>>>>

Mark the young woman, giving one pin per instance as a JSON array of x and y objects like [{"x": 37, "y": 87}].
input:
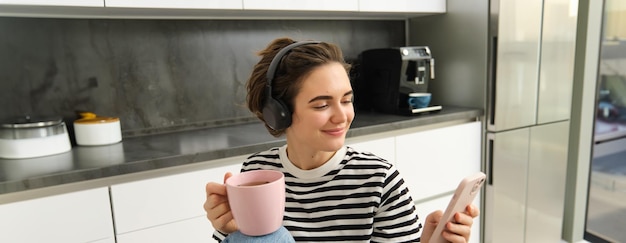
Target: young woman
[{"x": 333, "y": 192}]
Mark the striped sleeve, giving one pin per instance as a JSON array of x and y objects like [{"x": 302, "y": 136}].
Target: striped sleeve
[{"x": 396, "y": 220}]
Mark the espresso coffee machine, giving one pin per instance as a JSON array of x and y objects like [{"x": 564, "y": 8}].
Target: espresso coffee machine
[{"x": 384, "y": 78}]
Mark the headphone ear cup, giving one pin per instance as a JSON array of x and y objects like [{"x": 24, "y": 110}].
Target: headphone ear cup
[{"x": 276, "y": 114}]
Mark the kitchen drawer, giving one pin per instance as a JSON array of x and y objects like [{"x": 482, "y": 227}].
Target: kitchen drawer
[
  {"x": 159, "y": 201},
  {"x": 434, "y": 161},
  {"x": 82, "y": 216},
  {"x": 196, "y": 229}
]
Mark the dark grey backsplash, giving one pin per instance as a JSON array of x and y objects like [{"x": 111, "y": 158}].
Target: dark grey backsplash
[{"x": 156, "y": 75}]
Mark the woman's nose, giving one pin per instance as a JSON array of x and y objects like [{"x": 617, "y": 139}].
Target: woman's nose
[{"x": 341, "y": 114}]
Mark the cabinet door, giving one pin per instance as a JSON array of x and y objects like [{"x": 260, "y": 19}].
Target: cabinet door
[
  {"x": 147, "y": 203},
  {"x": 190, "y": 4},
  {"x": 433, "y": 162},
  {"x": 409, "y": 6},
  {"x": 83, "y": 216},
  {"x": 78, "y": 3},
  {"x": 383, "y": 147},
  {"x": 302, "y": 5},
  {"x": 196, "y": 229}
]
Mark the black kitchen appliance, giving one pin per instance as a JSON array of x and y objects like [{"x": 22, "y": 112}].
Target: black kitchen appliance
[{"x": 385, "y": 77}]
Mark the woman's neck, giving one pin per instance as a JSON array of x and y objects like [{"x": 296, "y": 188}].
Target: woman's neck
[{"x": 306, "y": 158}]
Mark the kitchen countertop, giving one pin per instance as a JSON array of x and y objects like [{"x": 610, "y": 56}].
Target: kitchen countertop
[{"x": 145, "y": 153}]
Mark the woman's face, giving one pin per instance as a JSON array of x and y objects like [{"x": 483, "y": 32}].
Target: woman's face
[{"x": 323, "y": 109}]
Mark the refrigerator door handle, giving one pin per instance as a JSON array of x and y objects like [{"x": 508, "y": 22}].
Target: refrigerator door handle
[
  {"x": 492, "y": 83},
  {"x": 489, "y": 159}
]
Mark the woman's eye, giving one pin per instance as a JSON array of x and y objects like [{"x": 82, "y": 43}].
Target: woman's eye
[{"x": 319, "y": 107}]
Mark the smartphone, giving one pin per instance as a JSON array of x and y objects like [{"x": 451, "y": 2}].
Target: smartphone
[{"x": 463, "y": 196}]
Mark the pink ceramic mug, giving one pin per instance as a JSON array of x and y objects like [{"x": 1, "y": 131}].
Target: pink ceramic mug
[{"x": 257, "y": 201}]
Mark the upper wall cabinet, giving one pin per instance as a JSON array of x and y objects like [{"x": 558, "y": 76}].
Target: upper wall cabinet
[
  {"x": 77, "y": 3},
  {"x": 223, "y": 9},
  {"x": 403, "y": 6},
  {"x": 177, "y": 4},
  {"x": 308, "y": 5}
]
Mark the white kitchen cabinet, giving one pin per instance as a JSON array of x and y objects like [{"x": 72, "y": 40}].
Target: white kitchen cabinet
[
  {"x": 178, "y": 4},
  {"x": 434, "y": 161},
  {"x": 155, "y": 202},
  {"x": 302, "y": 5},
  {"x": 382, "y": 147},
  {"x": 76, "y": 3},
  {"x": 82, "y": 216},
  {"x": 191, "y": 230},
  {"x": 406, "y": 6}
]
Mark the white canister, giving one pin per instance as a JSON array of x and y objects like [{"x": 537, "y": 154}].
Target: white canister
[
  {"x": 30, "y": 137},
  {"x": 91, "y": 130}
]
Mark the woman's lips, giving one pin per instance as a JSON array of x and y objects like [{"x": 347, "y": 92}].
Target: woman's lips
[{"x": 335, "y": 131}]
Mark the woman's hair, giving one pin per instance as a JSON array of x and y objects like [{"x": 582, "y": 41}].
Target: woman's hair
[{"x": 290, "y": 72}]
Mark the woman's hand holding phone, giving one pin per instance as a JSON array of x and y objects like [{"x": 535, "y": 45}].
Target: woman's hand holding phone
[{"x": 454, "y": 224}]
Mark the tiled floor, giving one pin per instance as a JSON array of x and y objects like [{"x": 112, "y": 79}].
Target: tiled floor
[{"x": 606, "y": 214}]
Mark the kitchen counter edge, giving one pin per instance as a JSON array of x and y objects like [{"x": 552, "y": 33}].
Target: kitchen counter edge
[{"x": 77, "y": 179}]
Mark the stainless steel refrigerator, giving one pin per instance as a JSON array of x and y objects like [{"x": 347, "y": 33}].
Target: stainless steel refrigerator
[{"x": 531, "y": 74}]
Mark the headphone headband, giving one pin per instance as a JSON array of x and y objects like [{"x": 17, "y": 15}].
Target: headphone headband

<<<<
>>>>

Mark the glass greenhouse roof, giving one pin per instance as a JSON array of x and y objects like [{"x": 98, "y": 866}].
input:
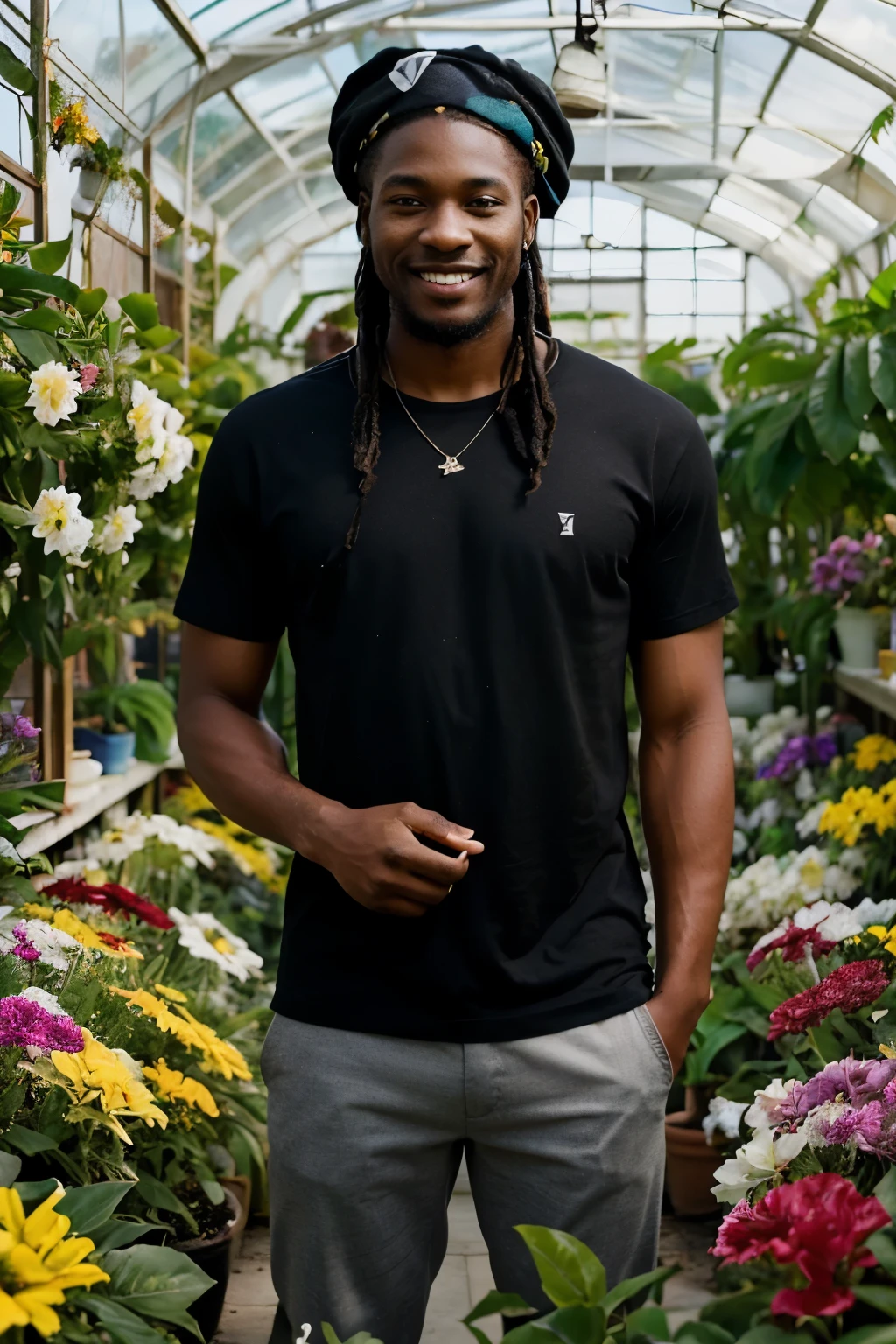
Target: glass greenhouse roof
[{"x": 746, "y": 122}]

<<<<

**What to do:** Copy out, word for word, the lines of the records running from the line containing "Mark the stainless" through the line containing "Target: headphone headband", including both of those lines.

**Complete response:**
Mark the stainless steel refrigerator, giving one pin per instance as a JSON array of x and y objects like [{"x": 347, "y": 33}].
Target: stainless steel refrigerator
[{"x": 531, "y": 74}]
Mark the headphone headband, giving one pin per instance as a JSON array of x and y objects like [{"x": 17, "y": 15}].
Target: headphone headband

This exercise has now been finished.